▶ **What this task involves**:
Of the entries below, copy only those lines that contain the word "cloud".

Available data Block Start

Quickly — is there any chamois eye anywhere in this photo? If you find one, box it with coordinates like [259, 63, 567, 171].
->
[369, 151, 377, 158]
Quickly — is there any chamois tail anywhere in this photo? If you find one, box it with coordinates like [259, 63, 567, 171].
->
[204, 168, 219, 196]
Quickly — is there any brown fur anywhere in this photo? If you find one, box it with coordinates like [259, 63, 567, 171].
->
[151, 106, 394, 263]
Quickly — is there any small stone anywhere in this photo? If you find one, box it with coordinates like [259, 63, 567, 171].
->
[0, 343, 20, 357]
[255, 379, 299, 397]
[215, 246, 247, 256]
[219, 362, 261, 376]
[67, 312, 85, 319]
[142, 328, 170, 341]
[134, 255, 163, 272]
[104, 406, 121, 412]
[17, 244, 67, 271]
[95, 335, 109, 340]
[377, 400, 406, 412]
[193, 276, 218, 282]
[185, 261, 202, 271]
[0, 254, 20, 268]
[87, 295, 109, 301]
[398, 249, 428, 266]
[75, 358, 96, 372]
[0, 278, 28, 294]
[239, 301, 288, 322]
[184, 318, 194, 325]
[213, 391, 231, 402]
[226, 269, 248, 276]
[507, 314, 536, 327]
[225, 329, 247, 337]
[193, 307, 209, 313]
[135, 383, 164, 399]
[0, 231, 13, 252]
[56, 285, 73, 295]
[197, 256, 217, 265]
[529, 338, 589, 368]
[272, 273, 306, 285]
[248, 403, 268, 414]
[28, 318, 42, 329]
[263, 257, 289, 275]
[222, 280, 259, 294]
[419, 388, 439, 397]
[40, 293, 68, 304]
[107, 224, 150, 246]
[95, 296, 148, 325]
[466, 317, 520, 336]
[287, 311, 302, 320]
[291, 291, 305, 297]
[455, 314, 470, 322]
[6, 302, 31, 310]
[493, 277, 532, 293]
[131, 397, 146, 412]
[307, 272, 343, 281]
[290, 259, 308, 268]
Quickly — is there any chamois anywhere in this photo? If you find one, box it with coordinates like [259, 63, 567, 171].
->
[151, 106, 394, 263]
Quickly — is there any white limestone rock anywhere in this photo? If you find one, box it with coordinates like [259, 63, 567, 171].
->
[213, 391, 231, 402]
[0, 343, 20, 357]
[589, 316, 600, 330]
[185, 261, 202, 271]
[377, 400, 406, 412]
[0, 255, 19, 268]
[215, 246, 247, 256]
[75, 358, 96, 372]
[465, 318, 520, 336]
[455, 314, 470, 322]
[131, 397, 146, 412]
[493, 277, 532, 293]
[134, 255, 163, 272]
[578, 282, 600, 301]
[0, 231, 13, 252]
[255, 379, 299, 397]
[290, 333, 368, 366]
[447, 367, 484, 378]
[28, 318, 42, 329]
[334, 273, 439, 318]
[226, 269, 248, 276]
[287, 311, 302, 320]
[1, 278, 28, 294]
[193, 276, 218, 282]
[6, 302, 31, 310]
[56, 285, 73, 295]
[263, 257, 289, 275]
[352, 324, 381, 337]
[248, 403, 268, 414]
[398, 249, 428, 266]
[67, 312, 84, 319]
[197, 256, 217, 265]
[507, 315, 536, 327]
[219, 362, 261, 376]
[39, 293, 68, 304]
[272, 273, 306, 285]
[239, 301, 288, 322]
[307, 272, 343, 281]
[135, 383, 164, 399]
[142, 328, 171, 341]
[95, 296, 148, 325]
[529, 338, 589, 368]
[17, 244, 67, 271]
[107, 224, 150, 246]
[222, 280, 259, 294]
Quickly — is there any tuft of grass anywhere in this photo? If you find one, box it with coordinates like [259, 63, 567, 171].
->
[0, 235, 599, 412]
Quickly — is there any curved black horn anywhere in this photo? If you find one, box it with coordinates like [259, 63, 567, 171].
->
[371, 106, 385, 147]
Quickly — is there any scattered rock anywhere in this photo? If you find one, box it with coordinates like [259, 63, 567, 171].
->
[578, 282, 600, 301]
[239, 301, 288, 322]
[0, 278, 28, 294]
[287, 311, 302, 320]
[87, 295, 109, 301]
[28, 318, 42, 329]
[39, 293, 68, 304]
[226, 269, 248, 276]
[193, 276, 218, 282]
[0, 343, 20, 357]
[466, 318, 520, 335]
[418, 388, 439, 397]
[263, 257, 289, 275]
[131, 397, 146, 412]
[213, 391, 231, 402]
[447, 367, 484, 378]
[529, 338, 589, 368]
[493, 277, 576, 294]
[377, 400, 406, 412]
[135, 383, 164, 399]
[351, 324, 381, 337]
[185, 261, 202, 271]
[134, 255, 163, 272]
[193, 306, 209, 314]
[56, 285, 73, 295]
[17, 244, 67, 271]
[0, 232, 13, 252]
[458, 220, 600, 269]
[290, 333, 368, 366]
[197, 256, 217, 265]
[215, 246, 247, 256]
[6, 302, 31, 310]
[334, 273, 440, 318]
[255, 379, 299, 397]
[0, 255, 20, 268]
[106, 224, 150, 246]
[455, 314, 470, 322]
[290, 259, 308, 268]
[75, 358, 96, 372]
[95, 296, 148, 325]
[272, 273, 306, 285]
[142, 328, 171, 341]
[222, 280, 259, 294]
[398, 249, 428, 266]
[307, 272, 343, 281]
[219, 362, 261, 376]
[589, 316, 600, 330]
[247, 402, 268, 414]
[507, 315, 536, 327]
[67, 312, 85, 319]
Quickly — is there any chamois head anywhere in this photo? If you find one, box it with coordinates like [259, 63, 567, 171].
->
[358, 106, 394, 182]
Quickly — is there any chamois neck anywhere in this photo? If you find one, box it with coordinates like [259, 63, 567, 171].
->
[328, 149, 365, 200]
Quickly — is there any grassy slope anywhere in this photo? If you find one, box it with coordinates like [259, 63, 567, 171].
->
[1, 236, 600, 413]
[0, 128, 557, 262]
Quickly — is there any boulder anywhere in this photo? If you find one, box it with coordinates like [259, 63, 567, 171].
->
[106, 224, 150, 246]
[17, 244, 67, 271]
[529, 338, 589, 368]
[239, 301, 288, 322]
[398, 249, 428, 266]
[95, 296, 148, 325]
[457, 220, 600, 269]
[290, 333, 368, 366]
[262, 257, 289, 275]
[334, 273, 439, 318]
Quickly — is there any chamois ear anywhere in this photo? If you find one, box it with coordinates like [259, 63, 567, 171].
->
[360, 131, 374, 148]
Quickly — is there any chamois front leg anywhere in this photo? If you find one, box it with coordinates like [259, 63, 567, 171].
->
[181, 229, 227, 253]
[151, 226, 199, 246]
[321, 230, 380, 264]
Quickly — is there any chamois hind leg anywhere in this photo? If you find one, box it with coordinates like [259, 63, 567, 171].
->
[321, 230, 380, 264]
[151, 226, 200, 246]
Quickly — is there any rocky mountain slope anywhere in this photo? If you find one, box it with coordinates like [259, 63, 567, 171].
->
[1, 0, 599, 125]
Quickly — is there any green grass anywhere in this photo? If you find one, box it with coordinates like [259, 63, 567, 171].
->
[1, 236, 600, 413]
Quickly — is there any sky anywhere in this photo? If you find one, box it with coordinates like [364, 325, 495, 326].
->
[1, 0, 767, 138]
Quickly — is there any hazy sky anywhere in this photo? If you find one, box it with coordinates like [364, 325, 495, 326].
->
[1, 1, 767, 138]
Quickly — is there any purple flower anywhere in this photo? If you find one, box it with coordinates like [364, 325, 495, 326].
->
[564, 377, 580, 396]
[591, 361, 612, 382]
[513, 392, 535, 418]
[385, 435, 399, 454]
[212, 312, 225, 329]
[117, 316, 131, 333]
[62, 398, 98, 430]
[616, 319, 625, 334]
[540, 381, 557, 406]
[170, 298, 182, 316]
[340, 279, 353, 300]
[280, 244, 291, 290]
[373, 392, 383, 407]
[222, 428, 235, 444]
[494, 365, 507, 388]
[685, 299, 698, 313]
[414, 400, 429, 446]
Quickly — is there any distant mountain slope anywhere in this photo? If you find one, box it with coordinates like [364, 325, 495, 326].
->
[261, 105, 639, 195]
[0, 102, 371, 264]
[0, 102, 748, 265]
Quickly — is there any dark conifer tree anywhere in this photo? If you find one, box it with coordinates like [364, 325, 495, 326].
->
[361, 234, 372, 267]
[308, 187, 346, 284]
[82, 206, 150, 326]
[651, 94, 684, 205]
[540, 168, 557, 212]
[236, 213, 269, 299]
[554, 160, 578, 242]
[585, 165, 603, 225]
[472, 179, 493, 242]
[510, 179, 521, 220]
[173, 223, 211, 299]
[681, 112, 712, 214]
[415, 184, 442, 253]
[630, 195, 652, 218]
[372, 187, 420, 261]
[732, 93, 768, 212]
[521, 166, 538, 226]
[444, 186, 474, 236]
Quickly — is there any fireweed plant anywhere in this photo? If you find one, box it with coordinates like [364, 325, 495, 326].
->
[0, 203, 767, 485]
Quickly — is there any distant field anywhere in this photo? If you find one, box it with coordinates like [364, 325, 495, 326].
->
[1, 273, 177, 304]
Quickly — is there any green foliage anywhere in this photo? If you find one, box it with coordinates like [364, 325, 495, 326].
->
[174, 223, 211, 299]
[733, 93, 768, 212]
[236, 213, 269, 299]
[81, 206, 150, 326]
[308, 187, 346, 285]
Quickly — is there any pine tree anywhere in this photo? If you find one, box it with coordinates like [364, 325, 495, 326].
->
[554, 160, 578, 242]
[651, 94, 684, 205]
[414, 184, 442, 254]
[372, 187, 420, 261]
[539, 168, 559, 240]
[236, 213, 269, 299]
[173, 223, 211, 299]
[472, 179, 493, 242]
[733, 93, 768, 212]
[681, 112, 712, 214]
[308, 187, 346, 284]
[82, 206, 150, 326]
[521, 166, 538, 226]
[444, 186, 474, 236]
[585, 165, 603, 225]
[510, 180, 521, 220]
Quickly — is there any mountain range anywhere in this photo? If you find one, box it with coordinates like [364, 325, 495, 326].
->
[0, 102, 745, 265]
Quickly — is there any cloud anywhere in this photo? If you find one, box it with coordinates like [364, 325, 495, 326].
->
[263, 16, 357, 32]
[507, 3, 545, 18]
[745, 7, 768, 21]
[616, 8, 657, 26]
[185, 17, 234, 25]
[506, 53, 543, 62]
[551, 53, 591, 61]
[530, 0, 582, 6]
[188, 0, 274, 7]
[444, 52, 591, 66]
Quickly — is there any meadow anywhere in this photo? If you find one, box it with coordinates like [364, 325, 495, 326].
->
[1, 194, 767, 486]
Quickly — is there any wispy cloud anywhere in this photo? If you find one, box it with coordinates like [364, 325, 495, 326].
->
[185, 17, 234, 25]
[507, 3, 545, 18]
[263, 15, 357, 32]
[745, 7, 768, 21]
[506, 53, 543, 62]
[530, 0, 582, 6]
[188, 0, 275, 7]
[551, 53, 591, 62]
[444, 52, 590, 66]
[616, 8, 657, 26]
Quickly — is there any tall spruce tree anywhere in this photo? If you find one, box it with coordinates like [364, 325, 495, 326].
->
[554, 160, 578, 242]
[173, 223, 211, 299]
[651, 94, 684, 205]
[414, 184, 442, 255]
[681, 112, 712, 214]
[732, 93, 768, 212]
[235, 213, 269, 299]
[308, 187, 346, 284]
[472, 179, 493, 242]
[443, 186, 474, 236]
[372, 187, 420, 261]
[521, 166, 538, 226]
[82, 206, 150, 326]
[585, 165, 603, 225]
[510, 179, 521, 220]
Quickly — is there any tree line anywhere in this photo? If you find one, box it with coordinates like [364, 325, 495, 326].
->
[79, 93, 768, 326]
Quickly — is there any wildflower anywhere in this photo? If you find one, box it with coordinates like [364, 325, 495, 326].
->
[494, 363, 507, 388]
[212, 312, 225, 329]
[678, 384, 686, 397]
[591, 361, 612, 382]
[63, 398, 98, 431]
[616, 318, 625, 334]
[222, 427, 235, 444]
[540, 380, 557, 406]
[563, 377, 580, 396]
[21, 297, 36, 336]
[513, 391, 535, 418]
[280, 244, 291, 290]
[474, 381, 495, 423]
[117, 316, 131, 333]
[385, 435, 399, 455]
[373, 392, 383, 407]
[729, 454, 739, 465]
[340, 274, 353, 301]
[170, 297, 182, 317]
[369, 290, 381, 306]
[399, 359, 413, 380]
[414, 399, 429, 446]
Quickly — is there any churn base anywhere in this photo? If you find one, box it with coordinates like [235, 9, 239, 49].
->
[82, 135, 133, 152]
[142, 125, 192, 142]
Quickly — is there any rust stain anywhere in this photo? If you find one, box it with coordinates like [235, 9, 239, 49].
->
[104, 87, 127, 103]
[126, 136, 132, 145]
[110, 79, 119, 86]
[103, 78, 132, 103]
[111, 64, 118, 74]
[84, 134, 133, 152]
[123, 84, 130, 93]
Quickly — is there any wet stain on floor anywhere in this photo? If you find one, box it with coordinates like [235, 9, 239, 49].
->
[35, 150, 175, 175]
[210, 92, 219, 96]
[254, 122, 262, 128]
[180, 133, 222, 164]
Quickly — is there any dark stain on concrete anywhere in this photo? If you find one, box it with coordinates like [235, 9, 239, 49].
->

Available data Block End

▶ **Exercise solution**:
Quickly — is there any cloud anywhere in this photo? If you find one, box it with coordinates like [364, 325, 495, 326].
Quickly — is there any wispy cloud anywhere in this photo? If you find one, box it with coordinates like [364, 325, 495, 326].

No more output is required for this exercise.